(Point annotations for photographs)
^^^^^^^^^^^^^^^^
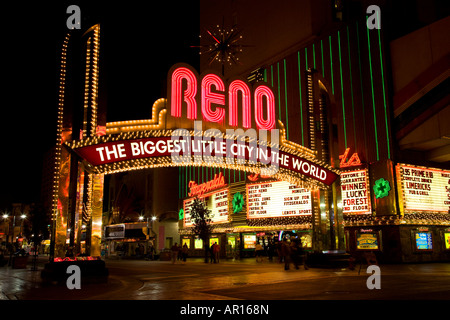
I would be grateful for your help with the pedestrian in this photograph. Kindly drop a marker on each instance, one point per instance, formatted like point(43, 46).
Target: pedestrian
point(258, 252)
point(270, 250)
point(216, 251)
point(285, 251)
point(295, 252)
point(174, 250)
point(211, 252)
point(184, 252)
point(151, 251)
point(302, 254)
point(179, 257)
point(279, 253)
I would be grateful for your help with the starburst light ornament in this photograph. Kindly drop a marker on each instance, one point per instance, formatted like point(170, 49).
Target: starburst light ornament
point(222, 45)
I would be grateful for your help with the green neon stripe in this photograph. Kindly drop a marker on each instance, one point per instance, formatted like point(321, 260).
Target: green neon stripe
point(271, 74)
point(185, 191)
point(384, 94)
point(285, 99)
point(314, 56)
point(362, 88)
point(323, 64)
point(373, 95)
point(351, 86)
point(342, 91)
point(300, 91)
point(306, 59)
point(331, 65)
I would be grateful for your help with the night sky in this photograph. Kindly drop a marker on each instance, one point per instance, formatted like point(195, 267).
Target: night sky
point(140, 41)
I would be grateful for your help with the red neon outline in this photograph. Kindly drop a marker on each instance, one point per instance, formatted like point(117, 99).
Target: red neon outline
point(189, 94)
point(208, 98)
point(235, 86)
point(269, 123)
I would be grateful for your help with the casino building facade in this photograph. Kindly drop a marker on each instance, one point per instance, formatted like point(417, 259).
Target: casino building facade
point(354, 129)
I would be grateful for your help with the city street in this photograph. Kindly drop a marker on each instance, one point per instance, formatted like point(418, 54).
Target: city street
point(234, 280)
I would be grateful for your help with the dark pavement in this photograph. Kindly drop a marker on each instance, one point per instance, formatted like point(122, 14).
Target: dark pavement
point(233, 280)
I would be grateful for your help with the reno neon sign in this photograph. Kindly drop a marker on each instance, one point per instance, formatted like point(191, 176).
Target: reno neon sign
point(209, 92)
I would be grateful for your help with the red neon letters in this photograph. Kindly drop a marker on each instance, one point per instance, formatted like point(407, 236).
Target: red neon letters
point(189, 94)
point(183, 92)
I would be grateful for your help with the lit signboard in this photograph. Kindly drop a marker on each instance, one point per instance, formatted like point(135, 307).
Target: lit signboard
point(447, 240)
point(367, 241)
point(277, 199)
point(424, 241)
point(249, 241)
point(116, 231)
point(355, 192)
point(216, 201)
point(423, 189)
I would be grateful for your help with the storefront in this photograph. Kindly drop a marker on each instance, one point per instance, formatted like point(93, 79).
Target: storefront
point(419, 233)
point(258, 210)
point(126, 240)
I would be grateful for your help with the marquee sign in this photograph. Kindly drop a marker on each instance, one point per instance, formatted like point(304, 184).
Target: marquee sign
point(423, 189)
point(151, 143)
point(355, 192)
point(219, 103)
point(216, 201)
point(277, 199)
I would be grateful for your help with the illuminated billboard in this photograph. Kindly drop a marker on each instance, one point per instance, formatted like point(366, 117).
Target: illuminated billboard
point(423, 189)
point(367, 241)
point(355, 192)
point(277, 199)
point(424, 241)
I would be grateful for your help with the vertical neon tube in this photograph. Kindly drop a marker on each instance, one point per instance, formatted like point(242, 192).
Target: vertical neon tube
point(261, 123)
point(351, 85)
point(189, 94)
point(235, 86)
point(300, 91)
point(331, 65)
point(285, 99)
point(373, 94)
point(342, 91)
point(209, 98)
point(384, 93)
point(362, 88)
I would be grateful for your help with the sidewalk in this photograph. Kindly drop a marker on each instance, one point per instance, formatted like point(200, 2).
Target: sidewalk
point(237, 279)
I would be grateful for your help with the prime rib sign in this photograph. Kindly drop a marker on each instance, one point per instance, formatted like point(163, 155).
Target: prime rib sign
point(213, 97)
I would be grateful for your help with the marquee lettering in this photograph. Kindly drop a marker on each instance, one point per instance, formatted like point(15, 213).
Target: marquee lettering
point(215, 99)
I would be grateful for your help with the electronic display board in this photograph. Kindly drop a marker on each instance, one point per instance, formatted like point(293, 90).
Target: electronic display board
point(423, 189)
point(424, 241)
point(216, 201)
point(277, 199)
point(355, 192)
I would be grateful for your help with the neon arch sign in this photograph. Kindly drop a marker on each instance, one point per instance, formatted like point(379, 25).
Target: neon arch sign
point(214, 98)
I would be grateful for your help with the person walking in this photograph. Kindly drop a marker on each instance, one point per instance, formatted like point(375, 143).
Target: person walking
point(216, 250)
point(285, 251)
point(184, 252)
point(295, 252)
point(212, 256)
point(174, 250)
point(258, 252)
point(302, 254)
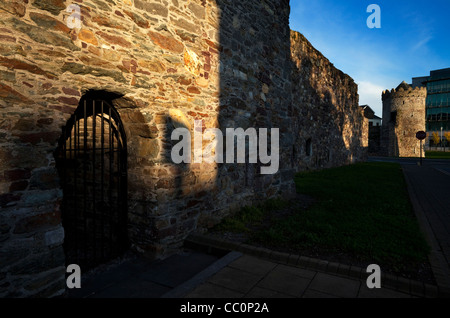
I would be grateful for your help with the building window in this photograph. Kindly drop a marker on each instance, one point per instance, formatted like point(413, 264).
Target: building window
point(393, 118)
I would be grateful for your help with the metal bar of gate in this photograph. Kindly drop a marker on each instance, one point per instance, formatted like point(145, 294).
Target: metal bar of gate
point(84, 182)
point(102, 181)
point(75, 170)
point(94, 216)
point(64, 177)
point(111, 155)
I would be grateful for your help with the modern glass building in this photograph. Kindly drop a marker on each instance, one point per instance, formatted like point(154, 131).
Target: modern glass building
point(437, 103)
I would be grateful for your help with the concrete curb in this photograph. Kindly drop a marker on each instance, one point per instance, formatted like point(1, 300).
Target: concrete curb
point(401, 284)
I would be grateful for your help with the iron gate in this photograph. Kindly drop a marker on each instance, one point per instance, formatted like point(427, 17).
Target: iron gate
point(92, 164)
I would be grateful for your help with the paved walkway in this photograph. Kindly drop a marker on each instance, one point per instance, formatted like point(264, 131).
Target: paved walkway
point(429, 190)
point(254, 272)
point(252, 277)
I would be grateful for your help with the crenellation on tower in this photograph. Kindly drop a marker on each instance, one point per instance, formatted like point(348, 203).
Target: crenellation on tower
point(403, 116)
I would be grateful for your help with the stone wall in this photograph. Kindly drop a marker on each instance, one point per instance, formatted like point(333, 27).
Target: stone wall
point(169, 63)
point(166, 63)
point(330, 128)
point(403, 116)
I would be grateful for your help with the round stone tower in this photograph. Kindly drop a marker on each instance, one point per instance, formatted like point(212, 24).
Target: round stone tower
point(403, 116)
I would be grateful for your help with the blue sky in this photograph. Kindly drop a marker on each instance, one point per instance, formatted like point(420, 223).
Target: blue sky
point(414, 38)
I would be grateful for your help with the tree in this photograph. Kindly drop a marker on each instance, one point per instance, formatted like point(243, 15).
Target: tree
point(436, 138)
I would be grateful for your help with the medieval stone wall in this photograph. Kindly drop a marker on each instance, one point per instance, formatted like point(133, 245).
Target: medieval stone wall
point(167, 63)
point(225, 62)
point(403, 116)
point(330, 128)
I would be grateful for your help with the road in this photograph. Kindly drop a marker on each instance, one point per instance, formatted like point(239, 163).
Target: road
point(429, 191)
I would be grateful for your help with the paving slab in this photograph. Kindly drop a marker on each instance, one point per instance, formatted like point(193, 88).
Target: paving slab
point(259, 292)
point(284, 281)
point(209, 290)
point(132, 288)
point(334, 285)
point(310, 293)
point(366, 292)
point(235, 279)
point(253, 265)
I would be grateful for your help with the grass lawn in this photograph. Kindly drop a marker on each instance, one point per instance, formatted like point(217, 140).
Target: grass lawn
point(361, 211)
point(437, 155)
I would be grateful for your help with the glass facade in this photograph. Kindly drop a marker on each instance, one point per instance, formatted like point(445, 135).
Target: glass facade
point(438, 103)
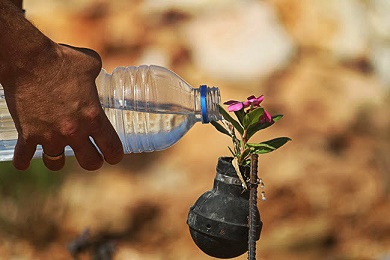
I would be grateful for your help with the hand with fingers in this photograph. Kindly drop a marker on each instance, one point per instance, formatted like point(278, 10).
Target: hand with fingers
^^^^^^^^^^^^^^^^
GIVEN EXERCISE – Reproduce all of the items above verbatim, but leave out the pictures.

FULL SOLUTION –
I would be grateful for your help with the pedestrian in this photograph. Kindly drop a marker on each instance, one point per instance, formatted like point(43, 46).
Target: pedestrian
point(258, 252)
point(270, 250)
point(216, 251)
point(285, 251)
point(295, 252)
point(174, 250)
point(211, 252)
point(184, 252)
point(151, 251)
point(302, 254)
point(179, 257)
point(279, 253)
I would be grateful for your help with the starburst light ornament in this photograph. Kindly drop a marker on each instance, one point per instance, formatted like point(170, 49).
Target: starburst light ornament
point(222, 45)
I would be grateful for your help with the green neon stripe in this photograph. Kindly drop a marker on each instance, one point per instance, formatted like point(321, 260).
Target: green neon stripe
point(271, 74)
point(185, 191)
point(384, 94)
point(285, 99)
point(314, 56)
point(362, 88)
point(323, 64)
point(373, 95)
point(351, 86)
point(342, 91)
point(300, 91)
point(306, 59)
point(331, 65)
I would be grateful for your help with the night sky in this photograph. Kindly drop a marker on each instance, one point per instance, formatted like point(195, 267).
Target: night sky
point(140, 41)
I would be grateful for your help with the red neon outline in this photograph. Kindly drop a marker on each instance, one point per instance, formatted like point(117, 99).
Target: red neon outline
point(189, 94)
point(208, 98)
point(235, 86)
point(269, 123)
I would be grateful for your help with the casino building facade in this photograph. Kindly drop a marker on each instance, one point per instance, formatted like point(417, 259).
Target: casino building facade
point(354, 129)
I would be grateful for your help with the city street in this photograph. Kindly drop a marker on each instance, one point per instance, formatted like point(418, 54).
Target: city street
point(234, 280)
I would be grateful for your help with the dark pavement in this photograph. Kindly drop a marker on each instance, one point per instance, formatted like point(122, 14).
Target: dark pavement
point(233, 280)
I would be grateful for your help with the reno neon sign in this photograph. Kindly drop a marker on each instance, one point per instance, formatted like point(191, 176).
Target: reno neon sign
point(209, 92)
I would be grateful for your help with the red neon letters in this photograph. Kindly drop a marker on each instance, one point per instance, formatted like point(407, 236).
Target: red neon letters
point(189, 94)
point(183, 92)
I would be grateful for your help with the lit signboard in this photograph. Kindly drop a marker on each instance, one point per instance, formatted like point(135, 307).
Target: lit signboard
point(447, 240)
point(367, 241)
point(277, 199)
point(424, 241)
point(249, 241)
point(116, 231)
point(355, 192)
point(216, 201)
point(423, 189)
I would be grateful for your help with the storefront in this photograph. Kindly drop a marker on each instance, one point per instance, formatted like point(93, 79).
Target: storefront
point(419, 233)
point(258, 210)
point(126, 240)
I would be grateful for your help with the marquee sign in this photograph. Kindly drop a marker on each instance, one point per instance, formatted like point(304, 184).
Target: marquee sign
point(423, 189)
point(151, 143)
point(355, 192)
point(219, 103)
point(216, 201)
point(277, 199)
I would be grateful for your help with the illuminated billboard in this photograph. Kindly drop a marker on each instance, one point per instance, formatted like point(366, 117).
Target: illuminated billboard
point(423, 189)
point(367, 241)
point(355, 192)
point(277, 199)
point(424, 241)
I would be grateful for your help with the vertical neon tube in this photograph. Kindly drop a marker on each instance, one point per instance, formatted like point(242, 192).
Target: vertical neon tube
point(261, 123)
point(351, 85)
point(189, 94)
point(235, 86)
point(300, 91)
point(331, 65)
point(285, 99)
point(373, 94)
point(342, 91)
point(209, 98)
point(384, 93)
point(362, 88)
I would be grateful for your help with the sidewalk in this photograph. Kindly drop a marker on each instance, one point per instance, formatted like point(200, 2).
Target: sidewalk
point(237, 279)
I would be grateful for your help with the prime rib sign in this photograph. Kindly drop a marker on each instance, one point per instance, formatted like point(163, 155).
Target: prime rib sign
point(213, 97)
I would be grateful for your help with the marquee lettering in this photograph. Kindly drop a marker on each instance, one point per instance, formatted like point(15, 213).
Target: marquee lettering
point(215, 99)
I would be grateful for your help with the electronic display board in this photograph. Kindly drop a marker on each instance, one point per instance, formatted like point(293, 90).
Target: electronic display board
point(423, 189)
point(424, 241)
point(216, 201)
point(277, 199)
point(355, 192)
I would be grateful for your help with the neon arch sign in this photograph. Kindly drop a marker on each instance, one point per instance, formatted like point(379, 25).
Target: neon arch sign
point(214, 98)
I would be grateful for your help with the person walking in this photograph. Kindly drop a marker on each instance, one point per instance, formatted like point(375, 143).
Target: person walking
point(216, 250)
point(285, 251)
point(184, 252)
point(295, 252)
point(212, 256)
point(174, 250)
point(258, 252)
point(302, 254)
I would be grateful for your help with the building window in this photograph. Kindly drop a marker on each instance, one point per instance, formatted like point(413, 264).
Target: building window
point(393, 118)
I would be grateful for your help with the metal bar of gate in this photograph. Kindly drop a marker on each instance, one point per instance, formatted like point(145, 294).
Target: metal bar of gate
point(84, 182)
point(102, 181)
point(75, 170)
point(94, 216)
point(64, 177)
point(111, 155)
I would be grateful for your help with the modern glass building in this photograph. Kindly drop a marker on each instance, one point per instance, formatted like point(154, 131).
Target: modern glass building
point(437, 103)
I would be grateful for your help with the concrete curb in this photograph. Kindly drop a marker on each instance, one point per instance, formatted like point(1, 300).
Target: concrete curb
point(401, 284)
I would be grateful for your help with the iron gate in this photograph. Kindly drop a marker on each instance, one point per instance, formatted like point(427, 17).
Target: iron gate
point(92, 164)
I would be grateful for your help with the paved walkway in this photograph. Kindly drop a marker on each instance, one point per instance, formatted like point(264, 131).
Target: paved walkway
point(429, 190)
point(254, 272)
point(252, 277)
I would be grateful for your help with the crenellation on tower in this photograph. Kindly drop a marker on each instance, one point per instance, formatted like point(348, 203).
Target: crenellation on tower
point(403, 116)
I would be grateful for your help with the stone wall in this photograph. Kindly drop a marker on each instance, one point per instance, formatted like point(333, 27).
Target: stone wall
point(169, 63)
point(166, 63)
point(330, 128)
point(403, 116)
I would be grateful for your help with the round stone tower in this photograph. Kindly drop a marker on each instance, one point per instance, formatted like point(212, 24).
Target: round stone tower
point(403, 116)
I would be grateful for your help with the blue sky in this photograph. Kindly drop a marker on each instance, one point per instance, formatted like point(420, 223).
Target: blue sky
point(414, 38)
I would be grateful for your help with the tree in this photograph. Kindly drop a marker on each instance, one point per instance, formatted like point(243, 15).
Target: tree
point(436, 138)
I would be grateful for your help with the medieval stone wall in this photograph. Kindly drop a marker on each instance, one point per instance, formatted like point(133, 245).
Target: medieval stone wall
point(167, 63)
point(225, 62)
point(403, 116)
point(330, 128)
I would be grateful for your help with the road in this photograph. Kindly drop a marker on each instance, one point per instance, formatted like point(239, 163).
Target: road
point(429, 191)
I would be grateful for your help with the paving slab in this photograph. Kindly drop a marker on each instance, one point per instance, formatted like point(193, 88).
Target: paving slab
point(259, 292)
point(284, 281)
point(209, 290)
point(132, 288)
point(334, 285)
point(310, 293)
point(366, 292)
point(235, 279)
point(253, 265)
I would be grateful for your help with the grass lawn in this photograph. Kindly drop a marker on each instance, one point per instance, formatted like point(217, 140).
Target: grass lawn
point(361, 211)
point(437, 155)
I would be grateful for your help with the glass facade in this photograph. Kindly drop a marker on each instance, one point per instance, formatted like point(445, 135).
Target: glass facade
point(438, 103)
I would be grateful for your help with the hand with fingers in this photograph. Kindly drop a marker on each instance, one point per instance, formatted like point(278, 10).
Target: hand with fingers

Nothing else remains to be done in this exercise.